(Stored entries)
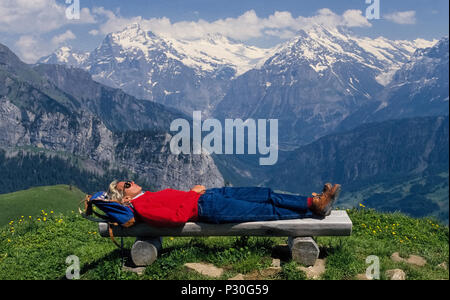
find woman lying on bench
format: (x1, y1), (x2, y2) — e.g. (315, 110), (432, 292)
(103, 180), (340, 227)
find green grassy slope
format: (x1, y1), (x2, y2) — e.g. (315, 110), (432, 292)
(0, 185), (84, 226)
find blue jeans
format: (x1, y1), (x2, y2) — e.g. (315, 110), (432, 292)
(198, 187), (311, 224)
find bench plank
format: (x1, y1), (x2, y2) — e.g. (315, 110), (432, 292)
(99, 210), (352, 237)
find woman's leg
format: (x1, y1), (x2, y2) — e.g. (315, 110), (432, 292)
(198, 189), (308, 224)
(207, 187), (308, 212)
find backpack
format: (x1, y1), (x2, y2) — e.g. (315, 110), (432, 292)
(84, 191), (136, 227)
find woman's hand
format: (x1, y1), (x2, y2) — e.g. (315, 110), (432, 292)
(191, 185), (206, 195)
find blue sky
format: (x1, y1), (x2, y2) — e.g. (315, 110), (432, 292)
(0, 0), (449, 62)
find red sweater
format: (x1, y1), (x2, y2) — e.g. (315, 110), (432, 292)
(131, 189), (200, 227)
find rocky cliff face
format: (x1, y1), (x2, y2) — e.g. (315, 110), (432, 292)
(267, 116), (449, 194)
(0, 45), (223, 189)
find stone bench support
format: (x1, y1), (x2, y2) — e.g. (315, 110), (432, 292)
(99, 210), (352, 266)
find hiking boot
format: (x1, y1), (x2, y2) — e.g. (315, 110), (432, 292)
(310, 184), (341, 216)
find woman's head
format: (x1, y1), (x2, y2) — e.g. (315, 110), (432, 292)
(108, 180), (142, 203)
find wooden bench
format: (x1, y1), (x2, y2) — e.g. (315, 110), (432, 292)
(99, 210), (352, 266)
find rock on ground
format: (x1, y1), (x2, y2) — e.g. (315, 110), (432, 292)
(184, 263), (223, 278)
(386, 269), (406, 280)
(298, 259), (325, 279)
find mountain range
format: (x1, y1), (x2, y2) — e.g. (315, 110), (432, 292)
(0, 24), (449, 219)
(0, 44), (223, 189)
(39, 24), (436, 150)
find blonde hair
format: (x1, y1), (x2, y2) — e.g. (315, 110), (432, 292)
(107, 180), (123, 204)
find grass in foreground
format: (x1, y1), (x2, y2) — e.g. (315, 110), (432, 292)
(0, 209), (449, 280)
(0, 184), (84, 226)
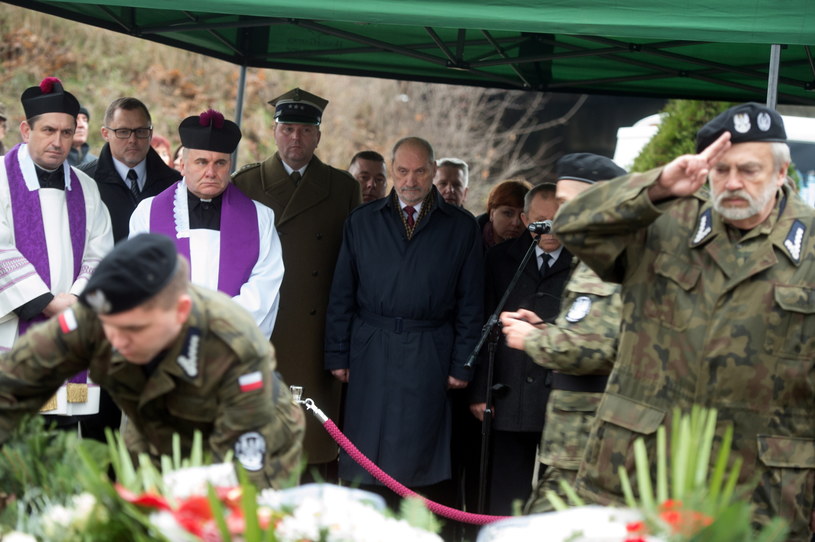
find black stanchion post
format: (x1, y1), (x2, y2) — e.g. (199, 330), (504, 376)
(466, 232), (540, 514)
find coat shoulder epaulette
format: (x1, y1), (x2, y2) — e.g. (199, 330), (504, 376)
(232, 162), (260, 179)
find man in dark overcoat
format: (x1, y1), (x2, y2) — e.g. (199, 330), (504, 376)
(79, 97), (181, 243)
(470, 183), (572, 515)
(326, 137), (483, 506)
(233, 88), (362, 480)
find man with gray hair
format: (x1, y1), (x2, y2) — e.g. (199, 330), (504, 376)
(325, 137), (484, 510)
(554, 103), (815, 542)
(433, 158), (470, 207)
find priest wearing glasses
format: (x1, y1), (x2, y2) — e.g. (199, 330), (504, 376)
(130, 109), (283, 338)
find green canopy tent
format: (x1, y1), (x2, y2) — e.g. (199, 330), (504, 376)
(8, 0), (815, 111)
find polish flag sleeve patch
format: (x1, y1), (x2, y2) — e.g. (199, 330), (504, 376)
(57, 309), (77, 333)
(238, 371), (263, 391)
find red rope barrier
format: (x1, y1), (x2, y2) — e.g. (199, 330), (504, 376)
(323, 418), (509, 525)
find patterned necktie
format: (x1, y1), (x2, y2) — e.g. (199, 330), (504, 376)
(538, 252), (552, 276)
(405, 205), (416, 228)
(127, 169), (141, 200)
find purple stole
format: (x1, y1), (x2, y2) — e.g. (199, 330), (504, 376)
(5, 144), (86, 335)
(150, 181), (260, 297)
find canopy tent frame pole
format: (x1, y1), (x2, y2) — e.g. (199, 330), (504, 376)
(232, 64), (246, 171)
(767, 43), (781, 109)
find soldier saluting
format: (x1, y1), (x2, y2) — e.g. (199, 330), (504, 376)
(555, 103), (815, 541)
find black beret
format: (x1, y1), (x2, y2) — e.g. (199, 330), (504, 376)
(696, 102), (787, 152)
(555, 152), (627, 184)
(79, 233), (178, 314)
(269, 88), (328, 125)
(178, 109), (241, 154)
(20, 77), (79, 119)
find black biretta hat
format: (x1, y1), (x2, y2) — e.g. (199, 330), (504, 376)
(20, 77), (79, 119)
(555, 152), (627, 184)
(79, 233), (178, 314)
(178, 109), (241, 154)
(696, 102), (787, 152)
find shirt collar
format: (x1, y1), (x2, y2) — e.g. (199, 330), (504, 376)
(110, 155), (147, 189)
(535, 245), (563, 265)
(280, 158), (308, 177)
(397, 198), (424, 216)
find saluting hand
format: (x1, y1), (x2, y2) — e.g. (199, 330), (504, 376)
(648, 132), (731, 202)
(42, 293), (77, 318)
(447, 376), (468, 390)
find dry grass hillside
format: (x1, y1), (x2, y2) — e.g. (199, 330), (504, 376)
(0, 3), (579, 213)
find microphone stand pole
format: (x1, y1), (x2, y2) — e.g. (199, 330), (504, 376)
(465, 233), (540, 514)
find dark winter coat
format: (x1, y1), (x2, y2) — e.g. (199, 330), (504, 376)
(326, 188), (483, 487)
(470, 234), (572, 431)
(79, 143), (181, 243)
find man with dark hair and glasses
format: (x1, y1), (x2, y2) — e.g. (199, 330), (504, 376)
(81, 97), (181, 242)
(80, 97), (181, 442)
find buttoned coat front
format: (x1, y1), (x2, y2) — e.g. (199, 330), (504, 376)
(233, 153), (362, 463)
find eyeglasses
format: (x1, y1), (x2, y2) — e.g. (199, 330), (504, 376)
(105, 126), (153, 139)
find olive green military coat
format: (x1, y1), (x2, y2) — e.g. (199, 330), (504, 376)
(233, 153), (362, 463)
(0, 286), (305, 487)
(555, 170), (815, 541)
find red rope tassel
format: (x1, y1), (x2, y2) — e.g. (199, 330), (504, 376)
(323, 418), (509, 525)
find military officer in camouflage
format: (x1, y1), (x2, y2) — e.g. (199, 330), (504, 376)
(555, 103), (815, 541)
(0, 234), (305, 487)
(501, 153), (626, 514)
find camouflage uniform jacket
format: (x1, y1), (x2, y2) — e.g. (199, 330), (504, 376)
(0, 286), (305, 487)
(524, 263), (621, 470)
(555, 170), (815, 541)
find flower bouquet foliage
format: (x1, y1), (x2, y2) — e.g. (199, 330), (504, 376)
(547, 406), (788, 542)
(0, 416), (441, 542)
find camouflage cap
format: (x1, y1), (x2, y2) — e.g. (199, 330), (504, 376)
(79, 233), (178, 314)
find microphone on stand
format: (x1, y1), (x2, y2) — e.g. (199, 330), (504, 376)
(526, 220), (552, 234)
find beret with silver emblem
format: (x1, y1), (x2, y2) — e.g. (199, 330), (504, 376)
(79, 233), (178, 314)
(20, 77), (79, 119)
(269, 88), (328, 126)
(555, 152), (627, 184)
(696, 102), (787, 152)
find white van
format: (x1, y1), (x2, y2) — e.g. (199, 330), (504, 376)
(614, 113), (815, 205)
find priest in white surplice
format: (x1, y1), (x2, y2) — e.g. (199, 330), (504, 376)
(130, 110), (283, 337)
(0, 77), (113, 414)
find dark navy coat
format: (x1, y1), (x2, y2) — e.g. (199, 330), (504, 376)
(325, 187), (484, 487)
(469, 233), (572, 432)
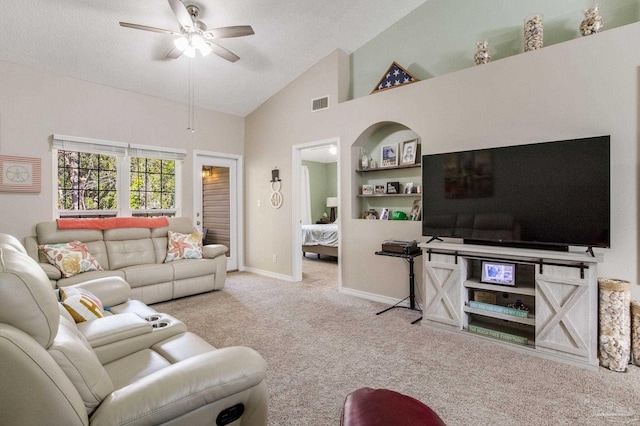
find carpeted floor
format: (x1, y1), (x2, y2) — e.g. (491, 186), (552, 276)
(154, 259), (640, 426)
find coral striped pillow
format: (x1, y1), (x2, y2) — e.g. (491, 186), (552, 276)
(60, 287), (104, 322)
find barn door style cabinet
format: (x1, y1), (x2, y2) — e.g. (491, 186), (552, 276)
(420, 241), (603, 369)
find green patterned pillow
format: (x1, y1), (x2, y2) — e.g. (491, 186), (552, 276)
(38, 241), (102, 278)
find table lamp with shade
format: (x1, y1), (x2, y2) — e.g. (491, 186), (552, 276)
(327, 197), (338, 223)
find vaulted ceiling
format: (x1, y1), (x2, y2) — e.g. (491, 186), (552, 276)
(0, 0), (426, 117)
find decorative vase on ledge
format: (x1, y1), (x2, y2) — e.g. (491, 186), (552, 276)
(580, 4), (604, 36)
(473, 40), (491, 65)
(524, 15), (543, 52)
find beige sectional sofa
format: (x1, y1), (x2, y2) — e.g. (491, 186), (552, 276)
(24, 217), (228, 303)
(0, 234), (268, 426)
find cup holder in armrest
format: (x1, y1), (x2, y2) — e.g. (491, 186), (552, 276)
(151, 321), (169, 328)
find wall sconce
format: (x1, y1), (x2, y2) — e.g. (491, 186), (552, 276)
(327, 197), (338, 223)
(202, 166), (213, 178)
(271, 167), (280, 182)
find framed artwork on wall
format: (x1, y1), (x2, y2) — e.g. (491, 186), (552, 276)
(0, 155), (42, 192)
(400, 139), (418, 164)
(380, 143), (398, 167)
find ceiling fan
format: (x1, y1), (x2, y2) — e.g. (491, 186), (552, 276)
(120, 0), (254, 62)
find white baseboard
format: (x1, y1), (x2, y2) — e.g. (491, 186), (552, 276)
(241, 266), (295, 282)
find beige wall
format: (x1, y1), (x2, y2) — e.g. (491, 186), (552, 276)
(0, 62), (244, 238)
(245, 24), (640, 299)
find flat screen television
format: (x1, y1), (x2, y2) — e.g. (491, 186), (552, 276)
(422, 136), (610, 250)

Brief:
Reproduce verbatim the lines running from the line containing "find barn door style cabinet" to the line containing "(241, 266), (295, 282)", including both of those lines.

Written response:
find barn door style cabinet
format: (x1, y1), (x2, y2) — e.g. (491, 186), (552, 276)
(420, 241), (603, 369)
find green patterned pillow
format: (x1, y1), (x2, y2) — e.g. (491, 186), (552, 276)
(38, 241), (102, 278)
find table lamp with shade
format: (x1, y1), (x2, y2) — e.g. (491, 186), (552, 276)
(327, 197), (338, 223)
find vaulted ceiling
format: (x1, y1), (x2, y2) — e.g. (491, 186), (552, 276)
(0, 0), (426, 117)
find decorative vase on ledge
format: (x1, y1), (x2, y2) — e.g. (491, 186), (552, 276)
(580, 4), (604, 36)
(473, 40), (491, 65)
(524, 15), (543, 52)
find beige sectional sofa
format: (x1, y1), (x2, y2) — e.g. (491, 186), (552, 276)
(24, 217), (228, 303)
(0, 234), (268, 426)
find cup holder in armrest
format: (x1, y1), (x2, y2) — e.g. (491, 186), (552, 276)
(151, 321), (169, 328)
find wall sconce
format: (x1, y1), (x2, y2) — e.g. (491, 186), (552, 276)
(327, 197), (338, 223)
(202, 166), (213, 178)
(271, 167), (280, 182)
find framed artwork on wall
format: (x1, y1), (x2, y2) — e.g. (491, 186), (552, 276)
(0, 155), (42, 192)
(400, 139), (418, 164)
(380, 143), (398, 167)
find ceiling fan
format: (x1, y1), (x2, y2) — e.g. (491, 186), (552, 276)
(120, 0), (254, 62)
find white baseboard
format: (x1, y1), (x2, y2) — e.g. (491, 186), (552, 276)
(241, 266), (295, 282)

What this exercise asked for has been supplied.